# [Exercise requirements]
a: In the MIPS database abstract, what does the text say has resulted in several up-to-date genome-oriented databases? Answer in one to three sentences.
b: Translate this sentence from the MIPS database abstract into German: "In addition, efforts have been intensified to cover the wealth of complete genome sequences in a systematic, comprehensive form."
c: Continue the abstract on the MIPS genome and protein sequence databases, starting after its final sentence.

# [Passage]

Skip to main content
Nucleic Acids Research logoLink to Nucleic Acids Research
. 2000 Jan 1;28(1):37–40. doi: 10.1093/nar/28.1.37

MIPS: a database for genomes and protein sequences

H W Mewes 1,a, D Frishman 1, C Gruber 1, B Geier 1, D Haase 1, A Kaps 1, K Lemcke 1, G Mannhaupt 1, F Pfeiffer 1, C Schüller 1, S Stocker 1, B Weil 1
PMCID: PMC102494  PMID: 10592176

Abstract

The Munich Information Center for Protein Sequences (MIPS-GSF), Martinsried, near Munich, Germany, continues its longstanding tradition to develop and maintain high quality curated genome databases. In addition, efforts have been intensified to cover the wealth of complete genome sequences in a systematic, comprehensive form. Bioinformatics, supporting national as well as European sequencing and functional analysis projects, has resulted in several up-to-date genome-oriented databases. This report describes growing databases reflecting the progress of sequencing the Arabidopsis thaliana (MATDB) and Neurospora crassa genomes (MNCDB), the yeast genome database (MYGD) extended by functional analysis data, the database of annotated human EST-clusters (HIB) and the database of the complete cDNA sequences from the DHGP (German Human Genome Project). It also contains information on the up-to-date database of complete genomes (PEDANT), the classification of protein sequences (ProtFam) and the collection of protein sequence data within the framework of the PIR-International Protein Sequence Database. These databases can be accessed through the MIPS WWW server (http://www. mips.biochem.mpg.de ).

# [Record extracts]
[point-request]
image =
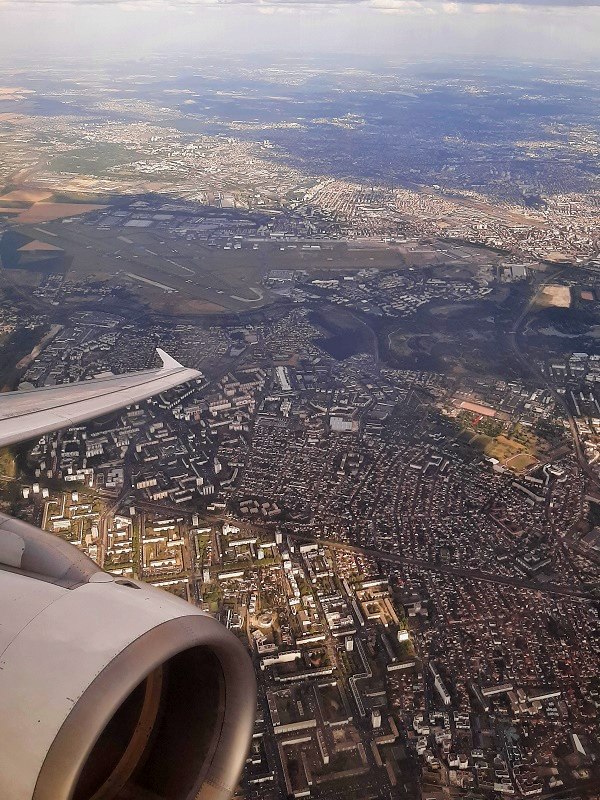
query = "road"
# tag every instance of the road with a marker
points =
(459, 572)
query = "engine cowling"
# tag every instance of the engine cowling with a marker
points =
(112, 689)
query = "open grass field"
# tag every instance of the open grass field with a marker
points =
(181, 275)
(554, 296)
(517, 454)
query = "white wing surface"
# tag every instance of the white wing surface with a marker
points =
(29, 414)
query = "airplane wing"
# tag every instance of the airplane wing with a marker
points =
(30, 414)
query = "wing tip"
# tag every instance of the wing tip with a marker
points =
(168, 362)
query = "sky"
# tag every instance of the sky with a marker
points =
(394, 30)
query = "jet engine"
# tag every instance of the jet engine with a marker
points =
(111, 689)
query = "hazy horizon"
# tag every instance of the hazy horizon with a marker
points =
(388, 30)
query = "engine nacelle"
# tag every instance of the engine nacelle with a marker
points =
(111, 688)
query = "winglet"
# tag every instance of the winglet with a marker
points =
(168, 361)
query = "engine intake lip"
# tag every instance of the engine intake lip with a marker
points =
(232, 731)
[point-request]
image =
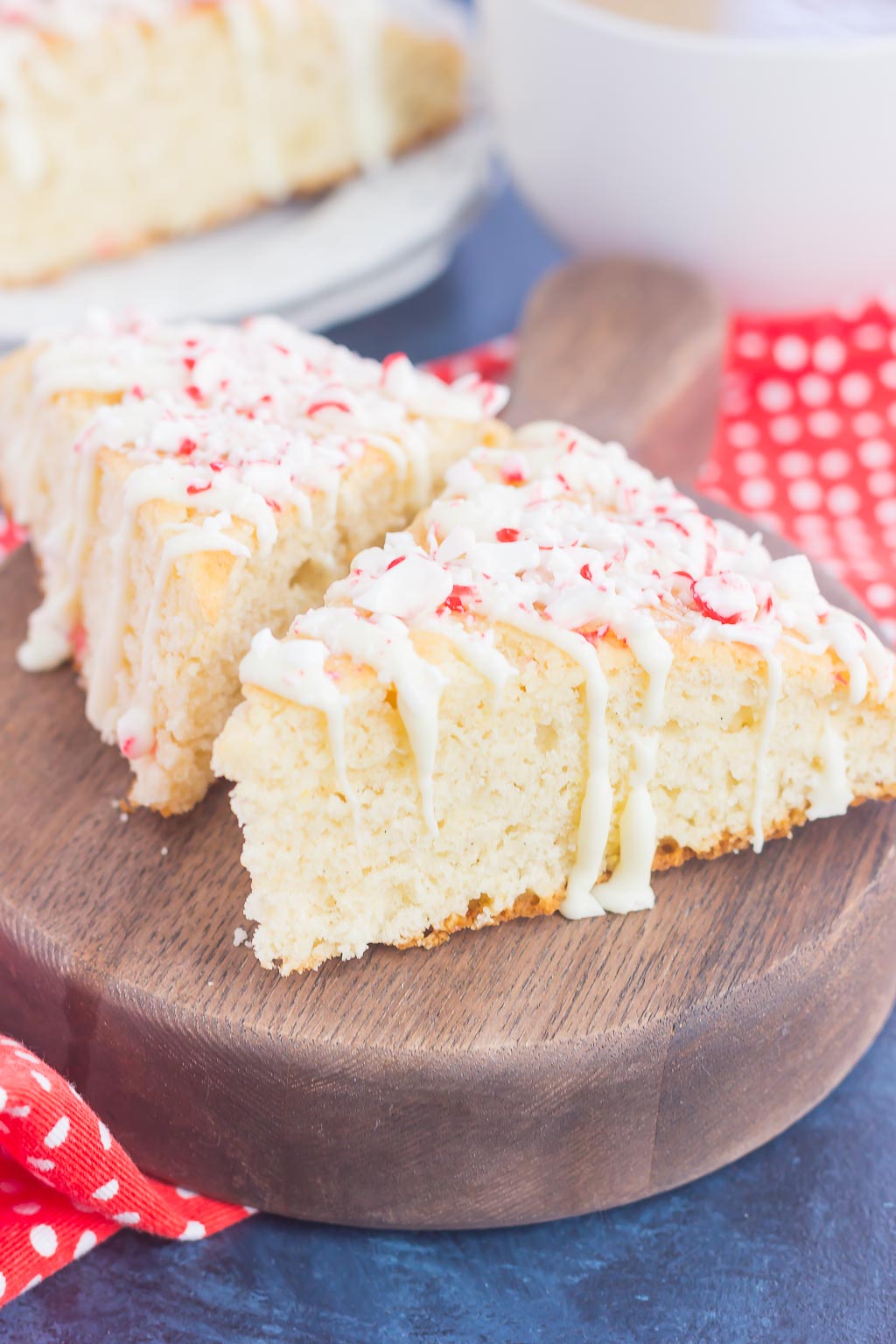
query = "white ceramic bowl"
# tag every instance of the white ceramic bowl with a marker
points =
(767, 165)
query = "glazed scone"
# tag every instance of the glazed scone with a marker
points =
==
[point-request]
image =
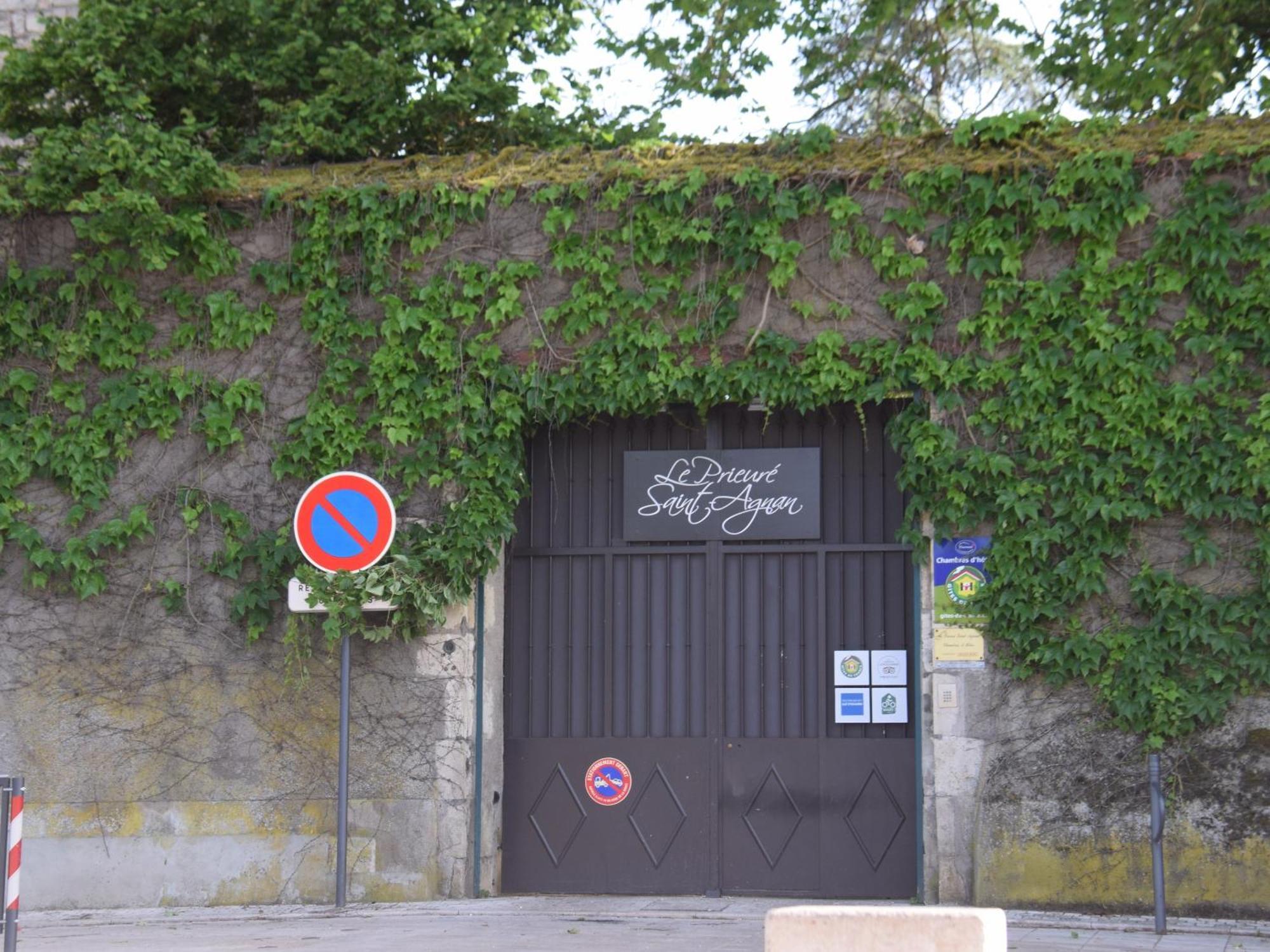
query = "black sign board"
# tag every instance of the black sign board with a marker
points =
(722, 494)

# [Answers by task]
a: Bioinformatics work that supports national and European sequencing and functional analysis projects has produced several up-to-date genome-oriented databases.

b: Darüber hinaus wurden die Bemühungen verstärkt, die Fülle vollständiger Genomsequenzen in systematischer, umfassender Form abzudecken.

c:
DESCRIPTION

The database of the Arabidopsis thaliana genome (MATDB)

In recent years the unobtrusive crucifer plant A.thaliana has become a well-established model plant due to its low demands, short life cycle and tightly packaged genome. Because of small evolutionary distance among flowering plants, the data and experimental results obtained from Arabidopsis are also valid for other plants. Therefore, the molecular and genetic repertoire of Arabidopsis is considered a fundamental toolbox for plant genomes.

The genome size of A.thaliana is estimated at 120 Mb. The gene density is high compared to other plant genomes, e.g. on chromosome 4, one gene is encoded per 4.2 kb on average. Overall, approximately 25 000 genes are expected to be encoded by the Arabidopsis genome. A large portion of them (~90%) code for proteins which have not yet been characterized from Arabidopsis and >50% do not have close homologues in other organisms.

The overall goal of the international Arabidopsis Genome Initiative (AGI) is to finish the sequence of the whole Arabidopsis genome by mid-2000 (1). Within this effort, sequencing and analysis of Arabidopsis chromosome 4 has recently been completed by a collaborative approach of the European ESSA consortium, Cold Spring Harbor Laboratory and Washington University. MIPS is responsible for data acquisition, analysis and the compilation of the chromosome sequence. Sequences were subjected to an extensive analysis using several advanced gene prediction and gene modeling algorithms. The analysis therefore combines several lines of evidence and merges intrinsic and extrinsic analysis data for the crucial process of gene prediction. Data submitted by the collaborating groups were integrated into MATDB. All 3800 genes encoded on chromosome 4 have been characterised by a variety of bio-informatics methods and manually assigned to supervised functional categories using the PEDANT analysis software. Beside the extraction of genes, tRNAs, transposons and repetitive regions are also being analyzed and annotated accordingly.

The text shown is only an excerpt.